Render everything from the line containing "Subject = suv roof" down to the line containing "xmin=286 ymin=153 xmax=388 ymax=176", both included, as a Markdown table with the columns Row and Line, leaving out any blank lines.

■ **ENTRIES**:
%%

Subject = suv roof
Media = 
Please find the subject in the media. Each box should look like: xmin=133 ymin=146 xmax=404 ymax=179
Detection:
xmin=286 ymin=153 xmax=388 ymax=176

%%
%%

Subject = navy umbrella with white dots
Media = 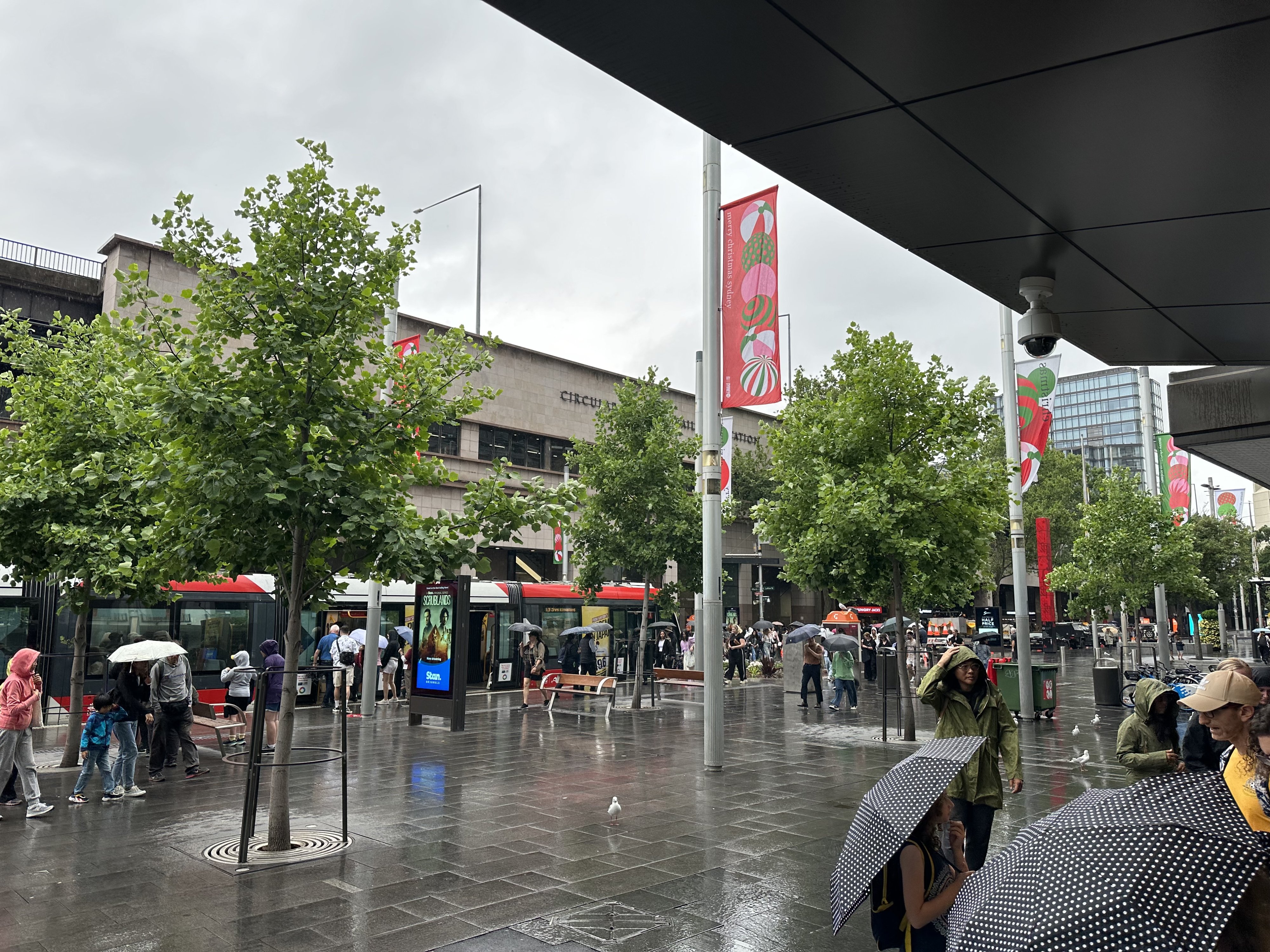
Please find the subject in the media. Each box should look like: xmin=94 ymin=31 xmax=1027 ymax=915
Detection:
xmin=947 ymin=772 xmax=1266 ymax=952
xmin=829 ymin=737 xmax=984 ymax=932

%%

■ **WRITTEN RESPONSE**:
| Row | Line |
|---|---|
| 1 | Subject = suv roof |
| 2 | Media =  |
| 3 | Please find the subject in the media. Each box should look like: xmin=133 ymin=146 xmax=404 ymax=179 |
| 4 | Detection: |
| 5 | xmin=286 ymin=153 xmax=388 ymax=176 |